_GOAL_
Format the data below as a JSON list of strings, one string for each line, with blank lines left out.

- - - - -

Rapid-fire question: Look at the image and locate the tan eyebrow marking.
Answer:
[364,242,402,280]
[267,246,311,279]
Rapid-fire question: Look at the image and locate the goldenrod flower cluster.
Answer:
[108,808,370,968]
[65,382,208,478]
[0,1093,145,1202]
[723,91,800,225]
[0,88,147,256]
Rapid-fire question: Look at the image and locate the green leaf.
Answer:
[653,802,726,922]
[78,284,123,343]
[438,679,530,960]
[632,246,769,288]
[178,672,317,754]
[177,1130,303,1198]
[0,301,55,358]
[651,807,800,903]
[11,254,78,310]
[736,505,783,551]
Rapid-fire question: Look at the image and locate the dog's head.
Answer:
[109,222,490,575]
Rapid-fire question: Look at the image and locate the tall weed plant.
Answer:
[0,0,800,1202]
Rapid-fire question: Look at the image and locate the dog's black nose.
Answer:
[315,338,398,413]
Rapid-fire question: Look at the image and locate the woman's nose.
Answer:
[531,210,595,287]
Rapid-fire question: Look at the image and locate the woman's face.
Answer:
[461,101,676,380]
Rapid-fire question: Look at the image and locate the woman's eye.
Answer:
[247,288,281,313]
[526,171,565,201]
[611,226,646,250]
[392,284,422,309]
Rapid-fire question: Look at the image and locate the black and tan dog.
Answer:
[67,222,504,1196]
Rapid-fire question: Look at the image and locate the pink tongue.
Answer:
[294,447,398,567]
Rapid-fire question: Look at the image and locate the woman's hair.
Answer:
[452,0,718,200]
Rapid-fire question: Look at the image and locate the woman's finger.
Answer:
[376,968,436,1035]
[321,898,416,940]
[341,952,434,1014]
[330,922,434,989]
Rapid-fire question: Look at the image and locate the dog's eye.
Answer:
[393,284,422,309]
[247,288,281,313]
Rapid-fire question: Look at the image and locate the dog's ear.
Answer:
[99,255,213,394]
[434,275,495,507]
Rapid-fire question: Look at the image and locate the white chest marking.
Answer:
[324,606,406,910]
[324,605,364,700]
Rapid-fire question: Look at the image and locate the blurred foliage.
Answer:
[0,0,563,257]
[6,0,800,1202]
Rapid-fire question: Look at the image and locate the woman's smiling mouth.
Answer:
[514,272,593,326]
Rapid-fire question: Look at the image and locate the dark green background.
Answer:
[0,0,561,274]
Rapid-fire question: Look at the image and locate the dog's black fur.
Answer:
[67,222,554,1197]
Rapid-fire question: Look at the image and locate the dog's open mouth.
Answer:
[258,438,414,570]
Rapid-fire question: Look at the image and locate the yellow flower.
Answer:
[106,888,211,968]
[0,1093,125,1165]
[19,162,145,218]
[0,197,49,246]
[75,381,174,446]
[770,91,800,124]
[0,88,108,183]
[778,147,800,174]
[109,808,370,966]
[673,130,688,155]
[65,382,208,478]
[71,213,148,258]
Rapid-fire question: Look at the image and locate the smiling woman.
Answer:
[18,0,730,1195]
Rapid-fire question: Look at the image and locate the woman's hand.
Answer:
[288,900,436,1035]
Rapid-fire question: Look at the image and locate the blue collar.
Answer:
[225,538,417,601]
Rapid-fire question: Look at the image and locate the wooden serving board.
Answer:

- - - - -

_THE ANSWER_
[
  "Rapid-fire question: Look at the image and locate the tan eyebrow marking.",
  "Answer:",
  "[364,242,402,280]",
  "[267,246,311,279]",
  "Rapid-fire question: Look at the image and locate the goldenrod flower cluster.",
  "Answer:",
  "[108,808,370,968]",
  "[65,382,208,478]",
  "[0,1093,145,1202]",
  "[723,91,800,225]",
  "[0,88,147,256]",
  "Rapid-fire question: Look at the image and locate the green leaf.",
  "Answer:",
  "[653,802,726,922]",
  "[78,284,123,343]",
  "[438,679,530,960]",
  "[632,246,769,288]",
  "[178,672,317,754]",
  "[177,1130,303,1198]",
  "[0,301,55,358]",
  "[651,807,800,903]",
  "[11,254,78,310]",
  "[736,505,783,551]",
  "Rapid-fire question: Look at the image and locate the dog's head.",
  "Answer:",
  "[109,222,490,575]",
  "Rapid-fire question: Look at the image and locate the tall weed plant.",
  "Answer:",
  "[0,0,800,1202]",
  "Rapid-fire question: Look at the image and locate the dog's black nose.",
  "Answer:",
  "[315,338,398,413]",
  "Rapid-fire question: Look at the image and locate the woman's nose.",
  "Answer:",
  "[531,210,595,287]",
  "Rapid-fire question: Look at the image and locate the woman's face.",
  "Answer:",
  "[461,101,676,380]",
  "Rapid-fire question: Look at the image and locate the woman's eye.",
  "Answer:",
  "[247,288,281,313]",
  "[526,171,565,201]",
  "[611,226,646,250]",
  "[392,284,422,309]",
  "Rapid-fire question: Look at the image and locate the black and tan dog.",
  "Answer:",
  "[67,222,504,1196]",
  "Rapid-fire question: Look at the image and locate the pink tongue.",
  "Answer:",
  "[294,447,398,567]",
  "Rapid-fire question: Look at the image and locate the woman's hair.",
  "Answer:",
  "[452,0,718,200]",
  "Rapid-fire question: Look at the image and locate the woman's finger.",
  "Answer:",
  "[376,968,436,1035]",
  "[321,898,416,940]",
  "[341,952,434,1014]",
  "[330,922,434,989]",
  "Rapid-fire question: Look at the image and locate the dog's eye.",
  "Answer:",
  "[393,284,422,309]",
  "[247,288,281,313]",
  "Rapid-fire question: Look at the image and locate the dog's ear.",
  "Answer:",
  "[99,255,213,394]",
  "[434,275,495,507]",
  "Rapid-fire question: Look at the image and locate the white chest marking.",
  "Answer:",
  "[324,606,406,910]",
  "[324,605,364,700]",
  "Rapid-fire question: Look at the image and locate the blurred foliage.",
  "Answer:",
  "[0,0,563,257]",
  "[6,0,800,1202]",
  "Rapid-fire question: Look at the image and locate the woman's smiling mouth.",
  "Answer:",
  "[514,272,593,326]",
  "Rapid-fire question: Look at the image and locate the dark green background.",
  "Answer:",
  "[0,0,561,274]",
  "Rapid-fire question: Look at the image and locate the dog's black fur.",
  "Answer:",
  "[67,222,554,1197]",
  "Rapid-fire question: Look at the image and locate the dog's open mouth.",
  "Answer:",
  "[258,438,414,570]",
  "Rapid-fire question: Look at the image and locate the yellow flower.",
  "Answer:",
  "[106,888,211,968]",
  "[0,1093,125,1165]",
  "[19,162,145,218]",
  "[0,197,49,246]",
  "[75,381,174,446]",
  "[770,91,800,124]",
  "[0,88,108,183]",
  "[778,147,800,174]",
  "[109,808,370,966]",
  "[673,130,688,155]",
  "[65,382,208,478]",
  "[71,213,148,258]",
  "Rapid-fire question: Look at the image and locate the smiling woman.",
  "Answer:",
  "[18,0,730,1195]",
  "Rapid-fire question: Look at the image and locate the woman's hand.",
  "Answer:",
  "[288,900,436,1035]",
  "Rapid-fire question: Look at the image and locate the blue collar.",
  "Answer:",
  "[225,538,417,601]",
  "Rapid-fire question: Look at the image and locate the wooden serving board.",
  "Answer:"
]